▶ 提取文本
┏━━
Noip 模拟练习4
- 满分300。本人机房老爷机下55pts,洛谷上170pts
- 这次的练习均为历年NOI原题。
道路修建
题目:
题解:
- 这题是NOI!我都不敢相信。不就是一个深搜就解决的事情吗… …
- 搜子树大小,一条边的权就 = 边权 * |它底下那个点(x)的子树大小 - (根子树大小 - x子树大小)|
#include <iostream>
#include <cstdio>
#include <cmath>
#define N 1000005
#define LL long long
using namespace std;
struct E {LL next, to, dis;} e[N * 2];
LL n, num, ans;
LL h[N], size[N];
LL read() {
LL x = 0; char c = getchar();
while (c < '0' || c > '9') c = getchar();
while (c >= '0' && c <= '9') {x = x * 10 + c - '0'; c = getchar();}
return x;
}
void add(LL u, LL v, LL w) {
e[++num].next = h[u];
e[num].to = v;
e[num].dis = w;
h[u] = num;
}
void dfs(LL x, LL fat) {
size[x]++;
for (LL i = h[x]; i != 0; i = e[i].next)
if (e[i].to != fat) {
dfs(e[i].to, x);
size[x] += size[e[i].to];
}
}
void dfss(LL x, LL fat) {
for (LL i = h[x]; i != 0; i = e[i].next)
if (e[i].to != fat) {
LL y = e[i].to;
ans += e[i].dis * abs(size[y] - (size[1] - size[y]));
dfss(e[i].to, x);
}
}
int main() {
cin >> n;
for (LL i = 1; i < n; i++) {
LL u = read(), v = read(), w = read();
add(u, v, w);
add(v, u, w);
}
dfs(1, 0);
dfss(1, 0);
cout << ans;
return 0;
}
郁闷的出纳员
题目:
题解:
开车旅行
题目:
题解:
- 这题我只打了70pts的暴力,毕竟当时GX省拿到了>=70pts的也只有5人。
- 100pts的倍增这个坑以后填
- 70分思路就是先预处理出每个点要开往的城市。然后将A和B拆开,分别搜索。合起来搜索就会比较复杂,这可能就是暴力只有5人得分的原因。
┗━━
▶ 数据记录
┏━━
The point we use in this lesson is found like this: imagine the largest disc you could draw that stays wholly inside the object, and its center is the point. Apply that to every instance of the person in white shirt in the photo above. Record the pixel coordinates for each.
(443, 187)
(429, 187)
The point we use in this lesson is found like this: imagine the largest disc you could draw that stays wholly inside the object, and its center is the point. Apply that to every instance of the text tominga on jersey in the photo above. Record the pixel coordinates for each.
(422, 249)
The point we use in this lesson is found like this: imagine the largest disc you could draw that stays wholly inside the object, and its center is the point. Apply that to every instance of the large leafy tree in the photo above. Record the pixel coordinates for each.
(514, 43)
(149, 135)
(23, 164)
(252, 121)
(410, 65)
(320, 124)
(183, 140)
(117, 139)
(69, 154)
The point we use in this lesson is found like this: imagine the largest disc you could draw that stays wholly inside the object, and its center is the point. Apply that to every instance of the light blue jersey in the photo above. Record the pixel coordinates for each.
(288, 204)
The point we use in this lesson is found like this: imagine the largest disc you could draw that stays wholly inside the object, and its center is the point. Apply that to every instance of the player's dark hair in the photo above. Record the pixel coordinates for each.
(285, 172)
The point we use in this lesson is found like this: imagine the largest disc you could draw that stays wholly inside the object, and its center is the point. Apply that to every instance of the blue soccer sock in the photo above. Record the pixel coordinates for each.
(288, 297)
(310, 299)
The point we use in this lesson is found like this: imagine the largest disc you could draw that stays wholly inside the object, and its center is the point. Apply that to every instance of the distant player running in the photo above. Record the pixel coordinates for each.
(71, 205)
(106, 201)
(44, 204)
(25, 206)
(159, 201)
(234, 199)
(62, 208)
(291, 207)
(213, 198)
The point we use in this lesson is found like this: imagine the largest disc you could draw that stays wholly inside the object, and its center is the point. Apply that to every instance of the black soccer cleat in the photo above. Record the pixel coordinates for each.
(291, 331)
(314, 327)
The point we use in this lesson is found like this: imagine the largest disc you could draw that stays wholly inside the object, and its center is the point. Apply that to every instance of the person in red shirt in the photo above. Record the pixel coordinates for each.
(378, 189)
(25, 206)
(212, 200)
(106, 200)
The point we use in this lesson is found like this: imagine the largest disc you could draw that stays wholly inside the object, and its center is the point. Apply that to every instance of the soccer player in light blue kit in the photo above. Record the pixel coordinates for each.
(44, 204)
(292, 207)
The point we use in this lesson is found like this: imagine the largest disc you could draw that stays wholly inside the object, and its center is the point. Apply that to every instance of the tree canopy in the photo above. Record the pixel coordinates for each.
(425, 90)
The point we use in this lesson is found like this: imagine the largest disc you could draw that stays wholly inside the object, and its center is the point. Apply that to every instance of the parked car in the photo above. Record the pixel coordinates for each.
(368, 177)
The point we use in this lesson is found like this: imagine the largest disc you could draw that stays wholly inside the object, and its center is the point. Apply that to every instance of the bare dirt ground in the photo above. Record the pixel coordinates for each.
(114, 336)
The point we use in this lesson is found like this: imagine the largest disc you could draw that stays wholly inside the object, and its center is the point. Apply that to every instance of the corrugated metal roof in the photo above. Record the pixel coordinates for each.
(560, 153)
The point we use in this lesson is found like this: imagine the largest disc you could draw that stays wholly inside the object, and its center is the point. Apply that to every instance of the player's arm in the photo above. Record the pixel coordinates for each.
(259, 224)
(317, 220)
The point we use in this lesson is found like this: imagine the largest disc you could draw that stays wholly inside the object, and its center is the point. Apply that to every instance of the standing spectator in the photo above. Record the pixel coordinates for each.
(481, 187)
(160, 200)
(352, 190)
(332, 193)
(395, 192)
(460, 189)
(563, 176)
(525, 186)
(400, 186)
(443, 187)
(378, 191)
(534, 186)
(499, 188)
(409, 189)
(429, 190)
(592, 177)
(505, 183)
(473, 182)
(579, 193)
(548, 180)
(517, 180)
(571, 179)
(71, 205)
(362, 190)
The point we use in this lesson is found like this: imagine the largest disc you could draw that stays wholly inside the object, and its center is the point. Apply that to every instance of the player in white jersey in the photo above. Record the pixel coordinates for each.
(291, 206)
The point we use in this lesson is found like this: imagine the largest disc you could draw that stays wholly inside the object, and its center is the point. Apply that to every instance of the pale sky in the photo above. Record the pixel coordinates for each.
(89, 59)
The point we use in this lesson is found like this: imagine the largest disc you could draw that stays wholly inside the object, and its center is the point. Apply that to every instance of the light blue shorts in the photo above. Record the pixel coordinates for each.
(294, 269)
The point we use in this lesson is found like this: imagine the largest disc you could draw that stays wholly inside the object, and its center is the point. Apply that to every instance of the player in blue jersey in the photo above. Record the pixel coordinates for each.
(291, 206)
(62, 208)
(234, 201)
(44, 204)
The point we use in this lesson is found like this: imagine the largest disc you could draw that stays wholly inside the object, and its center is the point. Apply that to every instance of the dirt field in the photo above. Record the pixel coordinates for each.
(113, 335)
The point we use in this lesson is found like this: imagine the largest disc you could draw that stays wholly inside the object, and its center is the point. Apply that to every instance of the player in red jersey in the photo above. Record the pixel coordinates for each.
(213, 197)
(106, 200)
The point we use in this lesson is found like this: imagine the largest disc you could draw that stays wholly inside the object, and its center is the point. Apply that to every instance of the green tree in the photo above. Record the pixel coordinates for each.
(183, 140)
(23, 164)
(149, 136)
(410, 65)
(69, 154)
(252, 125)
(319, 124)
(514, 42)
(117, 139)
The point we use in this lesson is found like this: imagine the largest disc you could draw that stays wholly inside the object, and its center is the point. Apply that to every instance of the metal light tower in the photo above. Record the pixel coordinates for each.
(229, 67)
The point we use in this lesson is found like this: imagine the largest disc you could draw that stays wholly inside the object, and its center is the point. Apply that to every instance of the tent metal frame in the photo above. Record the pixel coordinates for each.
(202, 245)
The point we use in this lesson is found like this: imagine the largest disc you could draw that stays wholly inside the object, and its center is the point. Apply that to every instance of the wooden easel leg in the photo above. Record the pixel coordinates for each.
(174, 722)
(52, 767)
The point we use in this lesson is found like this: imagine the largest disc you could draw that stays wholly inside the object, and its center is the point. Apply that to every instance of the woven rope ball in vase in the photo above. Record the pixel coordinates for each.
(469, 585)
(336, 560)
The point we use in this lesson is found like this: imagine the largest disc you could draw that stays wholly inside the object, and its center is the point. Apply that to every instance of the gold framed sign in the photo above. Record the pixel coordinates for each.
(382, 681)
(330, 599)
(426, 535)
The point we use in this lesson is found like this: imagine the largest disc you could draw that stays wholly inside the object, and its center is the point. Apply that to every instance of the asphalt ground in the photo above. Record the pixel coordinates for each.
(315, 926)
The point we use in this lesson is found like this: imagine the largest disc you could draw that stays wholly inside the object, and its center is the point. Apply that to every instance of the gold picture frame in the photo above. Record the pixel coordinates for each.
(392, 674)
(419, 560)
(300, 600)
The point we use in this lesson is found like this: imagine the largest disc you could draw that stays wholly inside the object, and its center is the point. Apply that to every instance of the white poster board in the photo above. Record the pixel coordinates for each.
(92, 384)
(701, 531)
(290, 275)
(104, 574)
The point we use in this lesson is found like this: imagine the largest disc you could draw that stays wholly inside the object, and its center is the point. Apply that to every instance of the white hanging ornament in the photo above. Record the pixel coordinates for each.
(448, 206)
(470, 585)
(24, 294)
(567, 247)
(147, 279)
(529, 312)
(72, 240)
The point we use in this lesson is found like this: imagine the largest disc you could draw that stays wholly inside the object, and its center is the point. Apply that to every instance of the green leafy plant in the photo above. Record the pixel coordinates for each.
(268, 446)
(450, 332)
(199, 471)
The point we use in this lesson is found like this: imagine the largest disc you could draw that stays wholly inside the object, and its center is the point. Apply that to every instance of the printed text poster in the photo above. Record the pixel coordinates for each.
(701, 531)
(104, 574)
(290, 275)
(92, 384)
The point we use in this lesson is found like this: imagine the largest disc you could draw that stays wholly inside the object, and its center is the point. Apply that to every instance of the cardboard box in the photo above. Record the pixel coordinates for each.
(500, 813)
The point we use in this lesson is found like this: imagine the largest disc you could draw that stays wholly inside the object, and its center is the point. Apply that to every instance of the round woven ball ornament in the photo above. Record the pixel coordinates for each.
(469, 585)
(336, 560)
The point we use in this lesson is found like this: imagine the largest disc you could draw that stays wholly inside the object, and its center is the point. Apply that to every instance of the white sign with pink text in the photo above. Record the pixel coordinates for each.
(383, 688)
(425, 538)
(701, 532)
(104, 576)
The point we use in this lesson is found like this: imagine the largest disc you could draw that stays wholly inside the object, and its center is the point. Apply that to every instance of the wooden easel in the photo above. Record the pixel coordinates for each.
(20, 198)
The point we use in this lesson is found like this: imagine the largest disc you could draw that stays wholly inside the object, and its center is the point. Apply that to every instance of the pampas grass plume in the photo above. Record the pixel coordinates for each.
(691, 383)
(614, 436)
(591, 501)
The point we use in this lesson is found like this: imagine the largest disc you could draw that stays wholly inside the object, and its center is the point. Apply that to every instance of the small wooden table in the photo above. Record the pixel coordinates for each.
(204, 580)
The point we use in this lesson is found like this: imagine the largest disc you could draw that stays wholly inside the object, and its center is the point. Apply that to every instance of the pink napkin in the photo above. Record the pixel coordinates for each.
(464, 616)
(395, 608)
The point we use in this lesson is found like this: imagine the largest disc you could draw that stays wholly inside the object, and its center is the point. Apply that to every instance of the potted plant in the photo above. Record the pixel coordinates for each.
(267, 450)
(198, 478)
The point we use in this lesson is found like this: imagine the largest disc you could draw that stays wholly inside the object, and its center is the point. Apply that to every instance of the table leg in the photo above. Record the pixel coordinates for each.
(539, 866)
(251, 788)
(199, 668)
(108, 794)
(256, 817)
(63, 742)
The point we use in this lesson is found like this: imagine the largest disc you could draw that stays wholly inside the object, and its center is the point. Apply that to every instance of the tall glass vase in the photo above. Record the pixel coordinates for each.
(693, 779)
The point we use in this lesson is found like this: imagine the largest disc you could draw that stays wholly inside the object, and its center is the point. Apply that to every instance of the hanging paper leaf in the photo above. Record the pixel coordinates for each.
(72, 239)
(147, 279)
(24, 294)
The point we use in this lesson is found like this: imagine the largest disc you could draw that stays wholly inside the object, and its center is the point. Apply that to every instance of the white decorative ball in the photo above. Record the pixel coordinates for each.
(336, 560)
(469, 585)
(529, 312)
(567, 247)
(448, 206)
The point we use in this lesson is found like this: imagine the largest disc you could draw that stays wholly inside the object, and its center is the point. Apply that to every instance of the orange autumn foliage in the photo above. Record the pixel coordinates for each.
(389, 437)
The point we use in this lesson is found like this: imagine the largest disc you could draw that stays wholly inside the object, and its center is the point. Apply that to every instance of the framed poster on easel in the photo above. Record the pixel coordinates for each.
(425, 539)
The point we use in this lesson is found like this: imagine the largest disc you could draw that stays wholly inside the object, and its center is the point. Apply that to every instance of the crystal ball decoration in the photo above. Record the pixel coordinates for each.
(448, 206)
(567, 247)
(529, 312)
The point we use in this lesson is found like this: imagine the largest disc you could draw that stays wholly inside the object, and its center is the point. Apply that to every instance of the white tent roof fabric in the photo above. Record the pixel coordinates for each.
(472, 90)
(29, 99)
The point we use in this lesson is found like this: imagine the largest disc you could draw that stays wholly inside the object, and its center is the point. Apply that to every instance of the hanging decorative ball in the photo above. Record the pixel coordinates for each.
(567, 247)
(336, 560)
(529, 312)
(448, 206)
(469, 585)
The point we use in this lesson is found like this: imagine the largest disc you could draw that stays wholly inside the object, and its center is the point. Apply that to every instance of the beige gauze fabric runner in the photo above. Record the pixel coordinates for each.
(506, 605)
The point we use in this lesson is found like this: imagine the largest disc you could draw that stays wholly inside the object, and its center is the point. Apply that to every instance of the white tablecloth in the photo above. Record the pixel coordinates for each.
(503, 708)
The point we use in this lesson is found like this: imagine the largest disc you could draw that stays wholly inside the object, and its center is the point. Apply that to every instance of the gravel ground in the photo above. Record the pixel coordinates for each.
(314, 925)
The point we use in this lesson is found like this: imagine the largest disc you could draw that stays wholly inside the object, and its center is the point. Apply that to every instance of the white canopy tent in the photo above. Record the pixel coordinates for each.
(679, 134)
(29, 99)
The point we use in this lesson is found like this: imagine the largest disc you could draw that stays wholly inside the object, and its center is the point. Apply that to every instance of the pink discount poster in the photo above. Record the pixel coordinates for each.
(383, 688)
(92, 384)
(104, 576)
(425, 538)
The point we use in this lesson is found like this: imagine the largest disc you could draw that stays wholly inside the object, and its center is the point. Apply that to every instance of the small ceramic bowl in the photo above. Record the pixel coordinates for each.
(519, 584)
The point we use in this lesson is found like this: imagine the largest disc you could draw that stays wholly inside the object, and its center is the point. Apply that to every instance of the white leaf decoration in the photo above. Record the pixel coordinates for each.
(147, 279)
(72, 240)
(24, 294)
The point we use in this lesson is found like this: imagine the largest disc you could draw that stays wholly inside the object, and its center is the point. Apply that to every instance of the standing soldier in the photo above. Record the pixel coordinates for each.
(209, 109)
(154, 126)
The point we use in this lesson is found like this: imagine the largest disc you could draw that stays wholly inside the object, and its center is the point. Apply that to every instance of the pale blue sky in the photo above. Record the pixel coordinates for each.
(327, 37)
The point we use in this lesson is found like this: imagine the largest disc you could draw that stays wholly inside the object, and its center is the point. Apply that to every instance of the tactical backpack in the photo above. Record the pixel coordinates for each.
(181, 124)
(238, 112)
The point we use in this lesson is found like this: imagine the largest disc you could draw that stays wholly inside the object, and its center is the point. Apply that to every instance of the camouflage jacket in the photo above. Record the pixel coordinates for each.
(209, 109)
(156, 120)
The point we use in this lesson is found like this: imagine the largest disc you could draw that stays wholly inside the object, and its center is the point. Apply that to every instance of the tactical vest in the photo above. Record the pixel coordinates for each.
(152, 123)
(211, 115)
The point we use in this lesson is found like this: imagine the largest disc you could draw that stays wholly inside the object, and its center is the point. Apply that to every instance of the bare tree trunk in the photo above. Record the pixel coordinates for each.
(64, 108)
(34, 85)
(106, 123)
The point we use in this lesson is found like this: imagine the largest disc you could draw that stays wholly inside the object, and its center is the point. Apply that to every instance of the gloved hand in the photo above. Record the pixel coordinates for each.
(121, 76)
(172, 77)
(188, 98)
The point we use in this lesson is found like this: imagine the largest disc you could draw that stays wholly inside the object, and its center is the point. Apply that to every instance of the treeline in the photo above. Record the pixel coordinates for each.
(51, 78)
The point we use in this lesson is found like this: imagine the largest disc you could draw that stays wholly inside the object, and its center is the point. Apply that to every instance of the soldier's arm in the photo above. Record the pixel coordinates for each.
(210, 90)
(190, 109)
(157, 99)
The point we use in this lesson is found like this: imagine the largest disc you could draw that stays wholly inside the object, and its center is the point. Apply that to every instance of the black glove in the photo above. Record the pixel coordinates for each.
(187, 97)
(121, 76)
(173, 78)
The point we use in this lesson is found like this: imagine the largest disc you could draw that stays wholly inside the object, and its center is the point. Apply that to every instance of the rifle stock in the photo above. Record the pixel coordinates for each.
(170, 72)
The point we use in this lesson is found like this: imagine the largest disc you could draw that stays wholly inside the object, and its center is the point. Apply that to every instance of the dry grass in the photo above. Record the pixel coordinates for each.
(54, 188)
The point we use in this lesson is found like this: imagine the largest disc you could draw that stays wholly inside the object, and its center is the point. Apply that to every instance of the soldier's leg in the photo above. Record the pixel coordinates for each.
┗━━
▶ 练习要求
• a. 能否用两句话概括提取文本？
• b. 记录里哪几行含有字符串“leafy”？请把这些行完整抄出来。

▶ 参考答案
• a. 这次练习满分300分，题目均为历年NOI原题，作者在机房老爷机上得55分、在洛谷上得170分。道路修建一题用深搜求子树大小，把每条边的边权乘以其下方点的子树大小与其余部分大小之差的绝对值后累加；开车旅行一题作者只写了70分的暴力，思路是先预处理出每个点要开往的城市，再把A和B拆开分别搜索。

• b.
The point we use in this lesson is found like this: imagine the largest disc you could draw that stays wholly inside the object, and its center is the point. Apply that to every instance of the large leafy tree in the photo above. Record the pixel coordinates for each.
The point we use in this lesson is found like this: imagine the largest disc you could draw that stays wholly inside the object, and its center is the point. Apply that to every instance of the green leafy plant in the photo above. Record the pixel coordinates for each.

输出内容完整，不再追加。